• SOURCE DOCUMENT
— START —

An expected love story has taken place between a priest and nun, causing them to leave behind their lives of celibacy for each other.
It all started with an instant of chemistry between Sister Mary Elizabeth and Carmelite friar Robert. A simple touch of Robert’s sleeve by Sister Mary Elizabeth, as she was leading Robert out of the convent he had visited, jolted her.
“I just felt a chemistry there, something, and I was a bit embarrassed. And I thought, gosh, did he feel that too. And as I let him out the door it was quite awkward.”
Within a week, Robert, who lived at a priory in Oxford, had emailed to ask if she would leave the convent to marry him. He knew nothing about her, even her hair color, yet he had felt the spark as well.
Although she had felt content in her 24 years of solitude and reflection, that changed when she met Robert. She soon asked her prioress for advice.
“She couldn’t understand how it had happened because we were in there 24/7 under her watch all the time. The prioress asked how I could have fallen in love with so little contact,” she says.
Robert himself had come to monastic life only 13 years earlier.

— END —

• SUPPLIED INFORMATION
— START —

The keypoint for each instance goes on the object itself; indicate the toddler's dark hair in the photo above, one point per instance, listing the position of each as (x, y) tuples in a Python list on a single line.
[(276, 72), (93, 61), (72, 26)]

— END —

• SET OF TASKS
[A] Write out the article about the nun and the friar word for word, everything from "It all started" down to "spark as well.".
[B] Write the next part of the article about the nun and the friar, starting after its last sentence.
The listing isn't needed for anything here.

• ANSWERS GIVEN
[A]
It all started with an instant of chemistry between Sister Mary Elizabeth and Carmelite friar Robert. A simple touch of Robert’s sleeve by Sister Mary Elizabeth, as she was leading Robert out of the convent he had visited, jolted her.
“I just felt a chemistry there, something, and I was a bit embarrassed. And I thought, gosh, did he feel that too. And as I let him out the door it was quite awkward.”
Within a week, Robert, who lived at a priory in Oxford, had emailed to ask if she would leave the convent to marry him. He knew nothing about her, even her hair color, yet he had felt the spark as well.

[B]
He had grown up with a Catholic mother and a German father. After a relationship ended in disappointment, he went to England from Germany to find fulfillment. Despite the Lutheran Protestant theology that he had adopted, it was in a Carmelite Roman Catholic monastery where he eventually found peace and solace.
The meeting with Sister Mary Elizabeth changed everything.
Robert explained, “that touch of Lisa’s on my sleeve started a change, but while I felt something gradually growing in my heart, I don’t think I ever reached a point where I felt I was crazily falling in love, because in becoming a monk or a nun they teach you how to deal with emotions like love.”
His message to Lisa, formerly Mary Elizabeth, started them on a journey. Both fearful and tearful sometimes, and feeling alone, they also found their hearts expanding. Eventually, they married.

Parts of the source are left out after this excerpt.